Harboring bitterness. Holding a grudge. Clinging to resentment. These are common feelings when you’re struggling to forgive someone, but have you found that living with these emotions increases your happiness? Improves your health? Provides inspiration? Probably not. Holding on and refusing to forgive is more likely dragging you down and absorbing much of your mental, emotional, and physical energy.
Not the natural reaction
Forgiving when you’ve been hurt isn’t usually the default setting in relationships. When you feel angry at a person or situation, is your immediate reaction to forgive? Probably not. You’re more likely to withdraw, hide behind your anger, or even obsess over what’s been done to you.
These feelings, which can manifest as grudges, disguise themselves as protection, a way to prevent further damage. That hard shell can keep out the bad, but you may also miss out on a lot of good. Holding a grudge can stop you from fully engaging in relationships and life.
Forgiving others for yourself
Forgiveness is the answer—an active choice to let go of hurt so you can immerse yourself in the relationships that matter and the life happening around you. In the 2017 documentary Heal, medical professionals and spiritual healers offer their insights into the connection between emotions and physical health. A conversation about these relationships would be incomplete without addressing forgiveness.
The documentary looks at how holding on to feelings of anger, resentment, bitterness, and regret can heighten your body’s chemical response to harmful stimuli, placing you in a near-constant state of stress. Considering stress is linked to the six leading causes of death in the US, this kind of energy is clearly detrimental to your body.

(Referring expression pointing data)
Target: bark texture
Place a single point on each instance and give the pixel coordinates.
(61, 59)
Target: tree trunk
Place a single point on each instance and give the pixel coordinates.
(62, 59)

• YOUR ASSIGNMENT: Can you proceed with the piece on forgiveness, picking up right after its last sentence?

• ANSWER BOX:
Forgiveness is an active choice
Disputing the obvious benefits of forgiveness is difficult, but following through on actually letting go can be challenging. Forgiveness is an active choice, and you have to get comfortable with forgiving yourself and others. In the Heal documentary, author Michael Beckwith beautifully states, “All forgiveness is ultimately self-forgiveness.”
The need to forgive yourself for holding on to resentment is an integral ingredient to resolution. Whether the bitterness is the result of what you’ve done or what was done to you, the implications are the same. The negativity is directed inward, which hurts only you.
You continue to live in pain with little hope for escape.
In this case, you may find you’re harder on yourself than you are on others. Extending forgiveness to others before yourself can be easier because you might feel the other person is more worthy. You might not think you deserve absolution, making self-forgiveness impossible.
When you hold on to anger, hopelessness and despair can grow in your soul, eventually infecting your heart, mind, and body. Without forgiveness, your trauma may have no natural resolution. In the end, forgiveness is for you more than anyone else.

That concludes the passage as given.